(Data extracted from a collection)
● ● ● ● ●

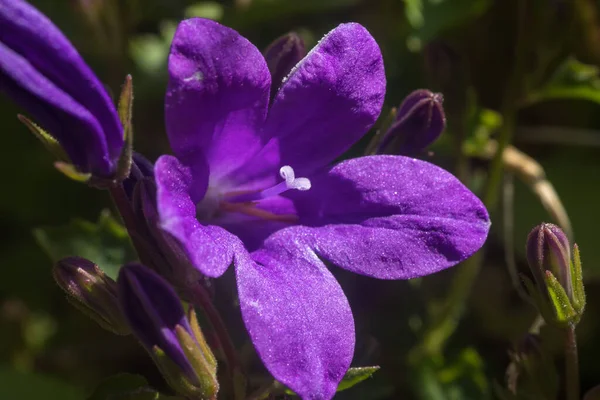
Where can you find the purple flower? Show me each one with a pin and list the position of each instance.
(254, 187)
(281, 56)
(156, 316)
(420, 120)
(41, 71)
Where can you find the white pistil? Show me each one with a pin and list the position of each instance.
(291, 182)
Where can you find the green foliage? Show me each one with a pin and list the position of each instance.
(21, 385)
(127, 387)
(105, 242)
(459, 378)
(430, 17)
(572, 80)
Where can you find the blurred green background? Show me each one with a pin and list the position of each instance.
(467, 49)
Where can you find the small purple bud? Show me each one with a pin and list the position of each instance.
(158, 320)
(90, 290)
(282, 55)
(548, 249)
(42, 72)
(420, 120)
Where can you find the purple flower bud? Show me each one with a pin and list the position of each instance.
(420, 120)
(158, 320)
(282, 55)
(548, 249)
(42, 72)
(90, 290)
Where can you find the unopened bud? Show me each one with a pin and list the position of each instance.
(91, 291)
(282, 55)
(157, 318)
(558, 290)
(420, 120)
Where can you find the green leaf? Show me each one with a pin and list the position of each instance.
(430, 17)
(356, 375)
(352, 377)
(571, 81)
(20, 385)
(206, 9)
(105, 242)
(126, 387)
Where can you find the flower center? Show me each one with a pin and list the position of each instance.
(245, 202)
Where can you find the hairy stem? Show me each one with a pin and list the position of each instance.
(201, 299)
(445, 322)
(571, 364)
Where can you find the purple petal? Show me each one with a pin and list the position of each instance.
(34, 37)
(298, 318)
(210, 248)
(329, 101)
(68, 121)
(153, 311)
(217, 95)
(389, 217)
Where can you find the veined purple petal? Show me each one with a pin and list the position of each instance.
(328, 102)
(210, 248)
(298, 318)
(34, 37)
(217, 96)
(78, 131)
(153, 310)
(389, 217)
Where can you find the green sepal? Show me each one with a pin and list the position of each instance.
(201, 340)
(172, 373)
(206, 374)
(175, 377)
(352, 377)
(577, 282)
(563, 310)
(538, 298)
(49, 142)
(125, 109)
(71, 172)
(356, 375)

● ● ● ● ●

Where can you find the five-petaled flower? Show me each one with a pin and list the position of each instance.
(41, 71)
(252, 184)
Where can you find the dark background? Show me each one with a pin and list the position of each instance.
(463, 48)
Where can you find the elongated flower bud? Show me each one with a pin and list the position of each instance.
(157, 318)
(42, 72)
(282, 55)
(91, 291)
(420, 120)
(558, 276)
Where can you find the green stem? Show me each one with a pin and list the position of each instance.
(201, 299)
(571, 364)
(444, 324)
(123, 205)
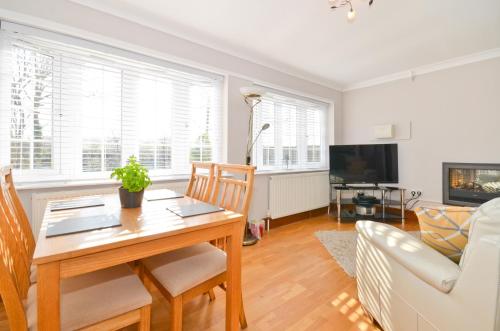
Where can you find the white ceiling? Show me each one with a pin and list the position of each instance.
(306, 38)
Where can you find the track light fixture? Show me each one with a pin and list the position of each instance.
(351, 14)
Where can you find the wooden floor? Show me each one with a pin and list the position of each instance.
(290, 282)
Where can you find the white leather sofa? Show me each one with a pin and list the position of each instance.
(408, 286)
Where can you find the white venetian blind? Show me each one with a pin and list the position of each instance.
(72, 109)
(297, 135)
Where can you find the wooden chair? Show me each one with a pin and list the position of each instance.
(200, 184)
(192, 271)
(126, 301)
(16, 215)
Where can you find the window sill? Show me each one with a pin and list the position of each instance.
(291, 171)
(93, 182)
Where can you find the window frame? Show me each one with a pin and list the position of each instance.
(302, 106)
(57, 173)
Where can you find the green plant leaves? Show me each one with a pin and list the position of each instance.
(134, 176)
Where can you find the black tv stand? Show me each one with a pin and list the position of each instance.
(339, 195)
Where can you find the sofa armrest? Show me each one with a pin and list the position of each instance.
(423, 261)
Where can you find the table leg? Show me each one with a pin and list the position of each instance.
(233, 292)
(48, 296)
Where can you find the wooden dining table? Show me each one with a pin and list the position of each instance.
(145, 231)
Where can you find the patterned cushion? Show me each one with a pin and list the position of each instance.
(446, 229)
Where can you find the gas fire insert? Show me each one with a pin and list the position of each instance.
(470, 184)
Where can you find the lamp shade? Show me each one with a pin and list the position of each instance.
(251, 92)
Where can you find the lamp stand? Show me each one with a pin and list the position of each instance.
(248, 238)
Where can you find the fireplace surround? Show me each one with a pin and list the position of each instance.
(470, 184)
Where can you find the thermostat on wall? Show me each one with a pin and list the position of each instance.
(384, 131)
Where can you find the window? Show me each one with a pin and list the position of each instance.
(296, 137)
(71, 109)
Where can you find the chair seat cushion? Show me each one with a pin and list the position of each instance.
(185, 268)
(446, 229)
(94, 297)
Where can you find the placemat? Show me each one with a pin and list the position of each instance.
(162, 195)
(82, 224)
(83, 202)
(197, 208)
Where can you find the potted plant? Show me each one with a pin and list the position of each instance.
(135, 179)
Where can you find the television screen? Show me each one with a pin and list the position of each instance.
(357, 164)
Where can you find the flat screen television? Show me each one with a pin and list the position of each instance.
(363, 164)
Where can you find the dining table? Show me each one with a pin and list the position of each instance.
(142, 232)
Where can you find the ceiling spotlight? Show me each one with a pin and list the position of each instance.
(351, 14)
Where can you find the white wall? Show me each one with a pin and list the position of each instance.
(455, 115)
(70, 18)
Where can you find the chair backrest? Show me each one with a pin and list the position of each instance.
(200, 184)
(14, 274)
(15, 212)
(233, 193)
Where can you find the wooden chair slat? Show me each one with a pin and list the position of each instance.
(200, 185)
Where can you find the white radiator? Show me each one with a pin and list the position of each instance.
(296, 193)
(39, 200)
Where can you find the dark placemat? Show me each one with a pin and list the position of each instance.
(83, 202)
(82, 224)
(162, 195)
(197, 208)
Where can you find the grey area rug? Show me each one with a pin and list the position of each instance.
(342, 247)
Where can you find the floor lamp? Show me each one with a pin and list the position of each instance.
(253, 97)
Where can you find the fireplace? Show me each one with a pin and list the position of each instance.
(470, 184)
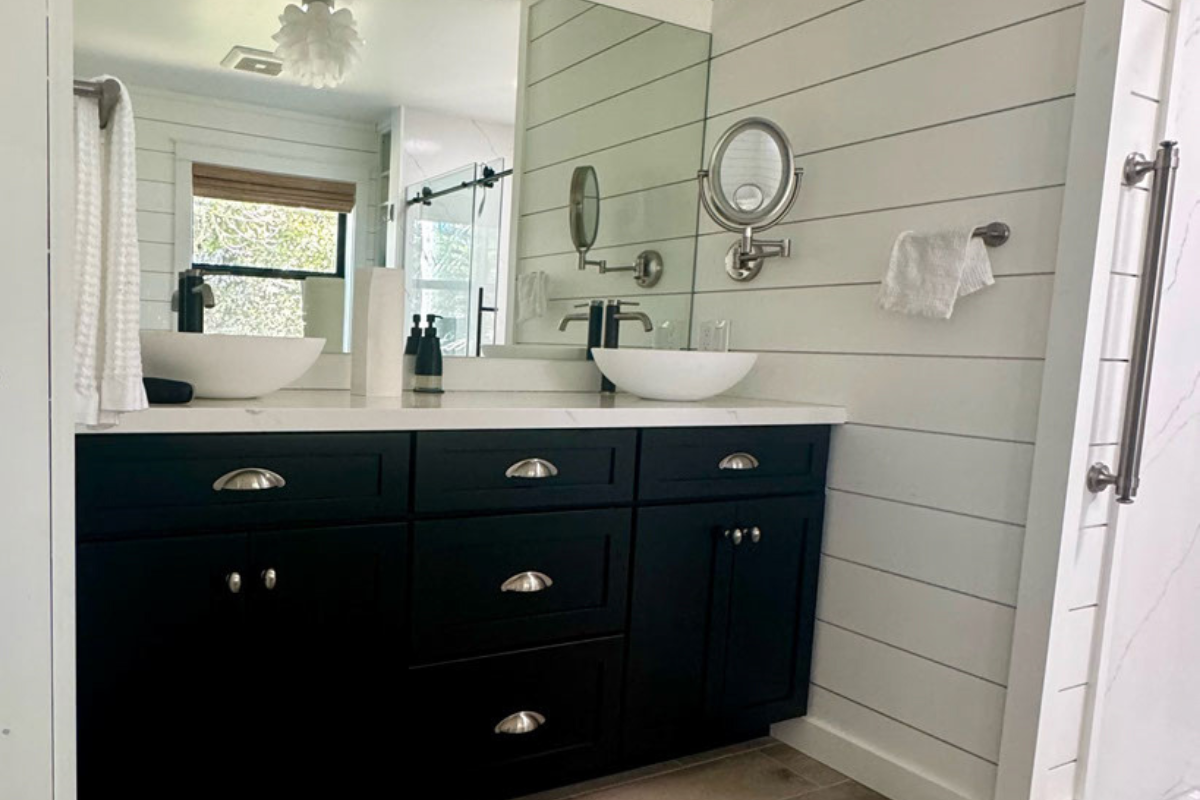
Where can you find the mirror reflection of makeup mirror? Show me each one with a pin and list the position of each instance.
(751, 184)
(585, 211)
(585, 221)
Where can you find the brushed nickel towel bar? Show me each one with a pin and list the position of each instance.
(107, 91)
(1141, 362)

● ● ● ● ●

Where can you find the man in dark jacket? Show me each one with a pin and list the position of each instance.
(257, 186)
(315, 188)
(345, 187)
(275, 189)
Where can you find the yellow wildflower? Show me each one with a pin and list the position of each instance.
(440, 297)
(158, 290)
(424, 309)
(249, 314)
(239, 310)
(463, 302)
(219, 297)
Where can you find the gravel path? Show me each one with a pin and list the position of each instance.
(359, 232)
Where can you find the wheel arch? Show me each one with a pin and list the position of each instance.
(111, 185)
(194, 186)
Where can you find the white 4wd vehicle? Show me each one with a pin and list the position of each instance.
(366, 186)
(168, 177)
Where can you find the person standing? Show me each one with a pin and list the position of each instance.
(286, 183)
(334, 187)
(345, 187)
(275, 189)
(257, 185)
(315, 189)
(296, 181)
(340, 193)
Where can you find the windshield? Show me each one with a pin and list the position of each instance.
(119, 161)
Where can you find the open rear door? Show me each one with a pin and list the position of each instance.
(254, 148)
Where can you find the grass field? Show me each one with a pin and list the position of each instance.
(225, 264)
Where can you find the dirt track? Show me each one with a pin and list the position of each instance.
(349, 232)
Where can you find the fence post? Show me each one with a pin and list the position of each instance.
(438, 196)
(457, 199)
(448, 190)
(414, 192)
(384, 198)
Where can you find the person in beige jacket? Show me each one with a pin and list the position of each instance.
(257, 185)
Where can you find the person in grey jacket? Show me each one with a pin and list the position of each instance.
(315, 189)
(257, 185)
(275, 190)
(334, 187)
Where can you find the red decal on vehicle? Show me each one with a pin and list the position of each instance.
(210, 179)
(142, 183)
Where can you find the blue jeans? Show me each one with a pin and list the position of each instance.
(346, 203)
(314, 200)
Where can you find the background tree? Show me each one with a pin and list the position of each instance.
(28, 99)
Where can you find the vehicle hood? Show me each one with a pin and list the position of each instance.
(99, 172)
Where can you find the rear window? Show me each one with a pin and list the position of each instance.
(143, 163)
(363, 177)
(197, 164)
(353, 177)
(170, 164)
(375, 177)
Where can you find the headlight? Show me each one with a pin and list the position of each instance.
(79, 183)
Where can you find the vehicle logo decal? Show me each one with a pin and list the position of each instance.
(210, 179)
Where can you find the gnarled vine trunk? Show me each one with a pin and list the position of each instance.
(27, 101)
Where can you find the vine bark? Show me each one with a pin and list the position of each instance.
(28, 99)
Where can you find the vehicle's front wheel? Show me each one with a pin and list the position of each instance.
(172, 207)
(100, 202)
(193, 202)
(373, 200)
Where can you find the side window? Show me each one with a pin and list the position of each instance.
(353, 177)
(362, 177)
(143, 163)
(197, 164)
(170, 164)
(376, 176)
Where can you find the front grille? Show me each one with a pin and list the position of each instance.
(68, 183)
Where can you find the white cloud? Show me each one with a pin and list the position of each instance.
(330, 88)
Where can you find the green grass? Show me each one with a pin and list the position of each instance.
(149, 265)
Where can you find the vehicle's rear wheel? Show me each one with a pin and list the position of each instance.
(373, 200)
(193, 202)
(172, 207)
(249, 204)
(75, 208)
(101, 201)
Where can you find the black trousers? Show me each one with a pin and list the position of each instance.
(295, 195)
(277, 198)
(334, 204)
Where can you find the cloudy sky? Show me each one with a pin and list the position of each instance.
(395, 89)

● ● ● ● ●

* **TASK PROMPT**: Express the listing as a numbered list, starting at the line that contains "Where can you find the white wall?" and stopping after the line that contains "(1141, 362)". Leave out blank lines and pictures.

* **ANSWER TO THIS EXERCISE**:
1. Where can you find the white wall? Show me each one with a pin and list the position of each instance.
2. (455, 115)
3. (70, 18)
4. Where can you find the chair backrest? Show me each one with a pin and list the position of each instance.
5. (200, 184)
6. (14, 274)
7. (15, 212)
8. (233, 193)
9. Where can you find the wooden chair slat? Show me each one with a pin and list the position of each instance.
10. (200, 185)
11. Where can you find the white radiator? Show me each one with a pin and list the position of each instance.
12. (296, 193)
13. (39, 200)
14. Where can you find the dark placemat? Show me each one with a pin and list the position of each instance.
15. (83, 202)
16. (82, 224)
17. (162, 195)
18. (197, 208)
19. Where can you find the grey area rug? Show me each one with a pin and list the position of each instance.
20. (342, 247)
21. Where can you find the floor lamp? Show me each one with a pin and list the position of each instance.
22. (253, 97)
23. Where can you find the fireplace? Show me each one with a pin and list the position of each instance.
24. (470, 184)
25. Where can you find the mirror reflection of makeup mirror? Show me each one with a pin and list the position of each instance.
26. (751, 184)
27. (585, 211)
28. (585, 221)
29. Where can you find the brushed nickel towel bar? Show me each one with a pin and list the position of each instance.
30. (107, 91)
31. (1141, 362)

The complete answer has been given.